Belge Bölümü ::
Afyonkarahisar’ın tarihi, sanatı, edebiyatı, kültürü, meşhurları, cami ve külliyeleri üzerine araştırmaları bulunmaktadır. Çeşitli dergi ve gazetelerde yayımladığı çalışmaların listesi Afyonkarahisar Edebiyatı adlı kitapta verilmiştir. Merhum İsmail Hızal, okuduklarını, duyduklarını, gördüklerini ve dinlediklerini defterlere not etmeyi çok severdi. İşte bu notlarından birinde Vehbî Mevlidi'nin Afyonkarahisar'da Felâhî Hoca ve Ömer Hoca tarafından sık sık okunduğunu da kaydeder.

Görev Tanımı ::
Belge bölümündeki "Afyonkarahisar’ın tarihi, sanatı" ile başlayan paragrafı, ana bilgilerini koruyarak madde listesi biçiminde yeniden yazın. Satırlar, belge bölümünden farklı bir kaynaktan alınmıştır.

Verilen Satırlar ::
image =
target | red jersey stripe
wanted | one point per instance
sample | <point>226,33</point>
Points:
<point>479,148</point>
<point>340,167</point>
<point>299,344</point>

Alıştırmanın Cevabı ::
- Araştırma konuları: Afyonkarahisar’ın tarihi, sanatı, edebiyatı, kültürü, meşhurları, camileri ve külliyeleri.
- Yayın listesi: Dergi ve gazetelerde yayımlanan çalışmalar, Afyonkarahisar Edebiyatı adlı kitapta listelenmiştir.
- Not alma alışkanlığı: Merhum İsmail Hızal okuduklarını, duyduklarını, gördüklerini ve dinlediklerini defterlere kaydetmeyi severdi.
- Bir notundaki kayıt: Vehbî Mevlidi, Afyonkarahisar'da Felâhî Hoca ve Ömer Hoca tarafından sık sık okunurdu.